# [WRITTEN PROBLEM]
Collect every line of the listing below that contains the string "chimney". Case counts.

▼

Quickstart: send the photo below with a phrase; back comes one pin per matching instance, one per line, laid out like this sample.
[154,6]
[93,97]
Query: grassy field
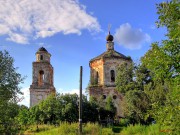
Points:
[94,129]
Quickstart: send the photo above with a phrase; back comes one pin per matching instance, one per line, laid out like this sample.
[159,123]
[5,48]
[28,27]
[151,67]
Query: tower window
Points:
[41,57]
[114,97]
[112,76]
[97,78]
[41,78]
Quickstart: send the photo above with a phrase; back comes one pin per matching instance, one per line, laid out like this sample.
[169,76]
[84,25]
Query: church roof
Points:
[111,54]
[42,49]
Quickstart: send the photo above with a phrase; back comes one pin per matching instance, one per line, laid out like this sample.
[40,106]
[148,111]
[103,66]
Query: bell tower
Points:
[42,78]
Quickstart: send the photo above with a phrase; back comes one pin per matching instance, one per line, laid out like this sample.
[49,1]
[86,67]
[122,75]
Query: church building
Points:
[103,71]
[42,78]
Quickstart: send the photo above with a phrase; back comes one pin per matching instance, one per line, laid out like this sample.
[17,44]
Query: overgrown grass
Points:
[96,129]
[69,129]
[144,130]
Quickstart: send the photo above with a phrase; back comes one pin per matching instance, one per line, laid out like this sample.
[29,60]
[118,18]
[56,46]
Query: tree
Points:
[136,106]
[9,89]
[9,78]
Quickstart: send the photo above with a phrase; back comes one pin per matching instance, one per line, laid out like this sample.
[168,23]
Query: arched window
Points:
[112,76]
[97,77]
[41,78]
[41,57]
[114,97]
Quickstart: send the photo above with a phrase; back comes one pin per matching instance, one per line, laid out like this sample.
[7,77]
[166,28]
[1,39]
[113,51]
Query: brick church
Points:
[42,78]
[103,71]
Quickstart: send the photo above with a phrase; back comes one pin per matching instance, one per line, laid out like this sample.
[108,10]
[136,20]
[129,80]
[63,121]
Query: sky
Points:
[74,32]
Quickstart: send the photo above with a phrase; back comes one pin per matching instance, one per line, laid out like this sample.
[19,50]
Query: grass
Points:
[69,129]
[94,129]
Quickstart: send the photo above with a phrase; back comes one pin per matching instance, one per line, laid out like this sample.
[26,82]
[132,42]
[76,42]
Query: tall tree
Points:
[163,62]
[9,89]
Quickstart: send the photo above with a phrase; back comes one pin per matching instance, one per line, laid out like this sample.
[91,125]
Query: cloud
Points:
[25,98]
[130,38]
[23,20]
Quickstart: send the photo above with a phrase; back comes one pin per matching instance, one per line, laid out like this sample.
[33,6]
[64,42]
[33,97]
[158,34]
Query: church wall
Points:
[97,66]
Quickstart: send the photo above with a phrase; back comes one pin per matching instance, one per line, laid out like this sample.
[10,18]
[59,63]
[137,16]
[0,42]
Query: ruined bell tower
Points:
[42,78]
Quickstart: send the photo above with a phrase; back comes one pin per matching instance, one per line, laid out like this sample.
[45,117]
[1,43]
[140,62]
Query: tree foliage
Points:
[9,89]
[156,80]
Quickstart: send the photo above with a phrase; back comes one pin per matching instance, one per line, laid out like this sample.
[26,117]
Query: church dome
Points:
[42,49]
[109,37]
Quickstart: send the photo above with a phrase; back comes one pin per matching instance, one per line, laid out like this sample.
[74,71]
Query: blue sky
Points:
[74,32]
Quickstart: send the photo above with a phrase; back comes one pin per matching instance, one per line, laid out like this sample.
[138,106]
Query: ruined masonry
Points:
[42,80]
[103,71]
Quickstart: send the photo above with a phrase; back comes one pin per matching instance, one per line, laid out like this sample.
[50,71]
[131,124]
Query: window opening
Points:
[112,76]
[41,57]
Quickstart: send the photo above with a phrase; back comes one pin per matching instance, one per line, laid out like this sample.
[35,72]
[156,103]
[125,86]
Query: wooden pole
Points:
[80,102]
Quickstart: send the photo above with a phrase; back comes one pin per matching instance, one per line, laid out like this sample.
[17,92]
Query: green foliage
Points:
[124,78]
[9,78]
[163,62]
[9,89]
[23,116]
[136,106]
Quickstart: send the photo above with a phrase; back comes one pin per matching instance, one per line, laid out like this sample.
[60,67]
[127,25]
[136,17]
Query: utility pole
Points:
[80,102]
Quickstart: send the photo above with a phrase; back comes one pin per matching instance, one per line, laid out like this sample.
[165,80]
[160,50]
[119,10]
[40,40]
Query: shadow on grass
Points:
[117,129]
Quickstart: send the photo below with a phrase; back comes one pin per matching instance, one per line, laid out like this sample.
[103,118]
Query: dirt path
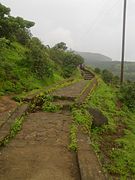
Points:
[40,150]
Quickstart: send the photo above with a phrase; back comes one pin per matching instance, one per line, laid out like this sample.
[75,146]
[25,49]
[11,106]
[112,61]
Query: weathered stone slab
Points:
[90,168]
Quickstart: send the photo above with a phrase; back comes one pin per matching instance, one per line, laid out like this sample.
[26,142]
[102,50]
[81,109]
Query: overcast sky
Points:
[85,25]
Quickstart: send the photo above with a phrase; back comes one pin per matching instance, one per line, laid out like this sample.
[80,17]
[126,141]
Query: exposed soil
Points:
[40,150]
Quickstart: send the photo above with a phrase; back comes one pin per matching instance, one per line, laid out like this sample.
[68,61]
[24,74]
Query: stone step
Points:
[90,168]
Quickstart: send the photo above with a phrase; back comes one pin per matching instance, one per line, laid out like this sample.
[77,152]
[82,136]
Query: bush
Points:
[127,95]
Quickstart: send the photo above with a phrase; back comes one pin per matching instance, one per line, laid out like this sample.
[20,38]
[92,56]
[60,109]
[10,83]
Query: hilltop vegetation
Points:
[25,62]
[104,62]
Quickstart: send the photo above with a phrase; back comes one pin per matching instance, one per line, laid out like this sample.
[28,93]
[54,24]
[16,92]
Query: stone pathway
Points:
[40,151]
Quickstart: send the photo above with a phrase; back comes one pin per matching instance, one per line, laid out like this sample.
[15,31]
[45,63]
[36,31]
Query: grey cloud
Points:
[85,25]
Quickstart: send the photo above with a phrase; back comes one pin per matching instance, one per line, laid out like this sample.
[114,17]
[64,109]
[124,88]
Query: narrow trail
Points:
[40,151]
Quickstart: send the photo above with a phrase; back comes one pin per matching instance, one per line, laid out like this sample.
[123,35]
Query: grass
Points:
[114,142]
[14,129]
[73,137]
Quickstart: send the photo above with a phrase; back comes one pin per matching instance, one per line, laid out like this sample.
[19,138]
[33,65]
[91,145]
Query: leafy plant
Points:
[73,137]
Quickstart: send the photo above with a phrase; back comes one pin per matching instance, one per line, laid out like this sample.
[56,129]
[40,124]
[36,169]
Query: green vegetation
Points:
[127,95]
[82,120]
[14,129]
[26,63]
[73,137]
[48,105]
[114,142]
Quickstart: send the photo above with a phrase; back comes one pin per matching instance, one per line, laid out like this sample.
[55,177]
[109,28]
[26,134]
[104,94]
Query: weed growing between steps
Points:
[73,137]
[82,120]
[14,129]
[114,142]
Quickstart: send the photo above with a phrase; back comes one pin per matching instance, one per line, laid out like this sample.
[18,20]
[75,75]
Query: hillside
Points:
[25,62]
[94,57]
[104,62]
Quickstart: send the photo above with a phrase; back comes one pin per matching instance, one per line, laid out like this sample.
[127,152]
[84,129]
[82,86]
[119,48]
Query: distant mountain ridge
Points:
[92,57]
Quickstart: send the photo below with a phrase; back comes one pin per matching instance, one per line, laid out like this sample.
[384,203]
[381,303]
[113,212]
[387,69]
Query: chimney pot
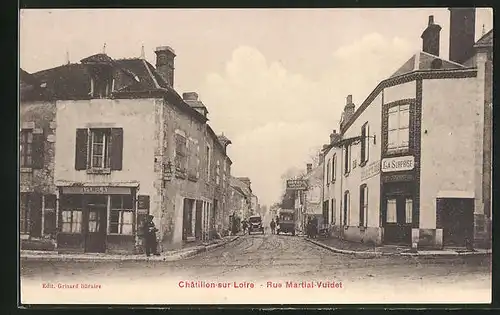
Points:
[190,96]
[165,64]
[349,99]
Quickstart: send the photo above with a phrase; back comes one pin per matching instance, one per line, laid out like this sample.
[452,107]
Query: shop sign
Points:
[296,184]
[370,170]
[98,190]
[397,164]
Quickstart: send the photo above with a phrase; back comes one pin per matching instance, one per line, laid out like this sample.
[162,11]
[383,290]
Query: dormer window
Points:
[101,82]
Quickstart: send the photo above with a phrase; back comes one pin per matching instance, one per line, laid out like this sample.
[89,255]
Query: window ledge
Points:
[99,171]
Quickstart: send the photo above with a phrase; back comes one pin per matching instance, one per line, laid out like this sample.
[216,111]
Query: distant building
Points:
[412,164]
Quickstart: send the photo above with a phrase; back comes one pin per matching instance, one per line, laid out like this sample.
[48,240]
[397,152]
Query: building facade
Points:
[409,167]
[128,145]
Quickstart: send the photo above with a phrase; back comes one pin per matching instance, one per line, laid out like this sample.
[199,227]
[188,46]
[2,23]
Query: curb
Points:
[379,254]
[172,257]
[349,252]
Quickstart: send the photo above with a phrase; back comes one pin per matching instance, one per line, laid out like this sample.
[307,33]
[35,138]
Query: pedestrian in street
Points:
[150,237]
[244,225]
[273,226]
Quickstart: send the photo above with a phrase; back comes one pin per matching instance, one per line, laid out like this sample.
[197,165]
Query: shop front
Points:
[97,219]
[398,190]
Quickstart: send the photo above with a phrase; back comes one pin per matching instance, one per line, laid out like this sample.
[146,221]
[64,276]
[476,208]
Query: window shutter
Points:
[82,138]
[35,205]
[37,149]
[116,149]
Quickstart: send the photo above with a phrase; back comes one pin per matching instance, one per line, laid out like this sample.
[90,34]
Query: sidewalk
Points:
[360,249]
[165,256]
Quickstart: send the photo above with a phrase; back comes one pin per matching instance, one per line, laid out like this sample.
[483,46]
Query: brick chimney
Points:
[348,111]
[335,137]
[165,63]
[430,38]
[309,168]
[462,33]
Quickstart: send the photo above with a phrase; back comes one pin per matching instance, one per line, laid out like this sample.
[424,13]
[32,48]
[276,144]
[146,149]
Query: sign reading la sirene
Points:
[397,164]
[296,184]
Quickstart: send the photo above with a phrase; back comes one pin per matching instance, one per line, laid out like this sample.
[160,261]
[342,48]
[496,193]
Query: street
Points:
[259,263]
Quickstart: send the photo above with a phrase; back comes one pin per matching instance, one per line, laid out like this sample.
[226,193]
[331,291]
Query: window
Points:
[328,172]
[208,162]
[71,214]
[408,210]
[363,205]
[26,147]
[347,159]
[49,214]
[180,153]
[391,211]
[217,173]
[99,148]
[333,212]
[334,166]
[325,210]
[398,128]
[24,213]
[347,205]
[365,144]
[122,215]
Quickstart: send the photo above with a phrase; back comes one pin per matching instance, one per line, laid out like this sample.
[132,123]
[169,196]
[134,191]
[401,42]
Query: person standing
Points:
[150,237]
[273,226]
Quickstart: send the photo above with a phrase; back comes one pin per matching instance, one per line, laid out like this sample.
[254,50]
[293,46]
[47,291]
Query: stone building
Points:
[128,145]
[412,164]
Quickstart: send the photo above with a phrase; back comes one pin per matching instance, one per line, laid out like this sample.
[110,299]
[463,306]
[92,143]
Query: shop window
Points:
[363,205]
[122,215]
[334,168]
[72,221]
[99,149]
[24,213]
[347,205]
[49,227]
[333,212]
[409,210]
[391,211]
[398,128]
[365,144]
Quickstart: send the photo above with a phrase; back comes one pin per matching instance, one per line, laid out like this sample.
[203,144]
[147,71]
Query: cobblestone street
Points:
[271,260]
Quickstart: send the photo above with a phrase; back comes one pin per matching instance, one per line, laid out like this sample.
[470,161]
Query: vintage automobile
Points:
[286,223]
[255,224]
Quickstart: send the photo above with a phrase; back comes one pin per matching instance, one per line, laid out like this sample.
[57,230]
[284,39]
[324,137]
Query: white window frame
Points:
[106,138]
[397,111]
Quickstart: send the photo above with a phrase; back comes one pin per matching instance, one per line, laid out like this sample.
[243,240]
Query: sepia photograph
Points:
[255,156]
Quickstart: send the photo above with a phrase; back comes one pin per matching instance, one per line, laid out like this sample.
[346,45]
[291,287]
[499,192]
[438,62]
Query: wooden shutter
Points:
[35,205]
[362,205]
[81,148]
[116,149]
[37,150]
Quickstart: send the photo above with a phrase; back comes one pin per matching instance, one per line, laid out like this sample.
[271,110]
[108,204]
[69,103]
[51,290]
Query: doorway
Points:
[398,219]
[95,216]
[457,219]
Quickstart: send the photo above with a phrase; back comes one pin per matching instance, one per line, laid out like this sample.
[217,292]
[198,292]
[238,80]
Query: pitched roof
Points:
[424,61]
[486,40]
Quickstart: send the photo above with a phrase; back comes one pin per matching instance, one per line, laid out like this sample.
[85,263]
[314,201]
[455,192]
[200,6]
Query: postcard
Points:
[249,156]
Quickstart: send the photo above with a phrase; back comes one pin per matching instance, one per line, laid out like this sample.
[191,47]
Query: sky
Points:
[274,80]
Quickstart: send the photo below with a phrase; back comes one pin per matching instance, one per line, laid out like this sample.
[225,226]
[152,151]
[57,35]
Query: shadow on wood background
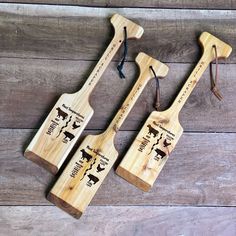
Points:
[47,50]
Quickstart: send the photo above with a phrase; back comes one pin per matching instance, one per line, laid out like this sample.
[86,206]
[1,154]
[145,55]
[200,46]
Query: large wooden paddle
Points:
[72,112]
[162,130]
[87,169]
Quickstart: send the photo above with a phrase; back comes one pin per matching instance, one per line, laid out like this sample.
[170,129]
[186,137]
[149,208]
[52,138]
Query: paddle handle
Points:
[208,42]
[144,62]
[119,24]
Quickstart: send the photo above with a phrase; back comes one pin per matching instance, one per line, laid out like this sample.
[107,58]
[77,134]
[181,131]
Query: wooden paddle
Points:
[87,169]
[162,130]
[72,112]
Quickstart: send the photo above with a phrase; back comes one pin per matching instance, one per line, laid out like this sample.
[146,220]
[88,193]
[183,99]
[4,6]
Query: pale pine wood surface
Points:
[48,50]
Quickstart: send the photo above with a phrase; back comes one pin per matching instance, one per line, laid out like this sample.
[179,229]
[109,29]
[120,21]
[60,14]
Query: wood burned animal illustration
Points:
[68,136]
[100,168]
[86,155]
[93,179]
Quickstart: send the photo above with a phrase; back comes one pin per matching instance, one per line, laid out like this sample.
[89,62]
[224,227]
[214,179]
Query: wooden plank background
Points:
[47,49]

▲

# [WRITTEN ANSWER]
Query: chimney pot
Query: brick chimney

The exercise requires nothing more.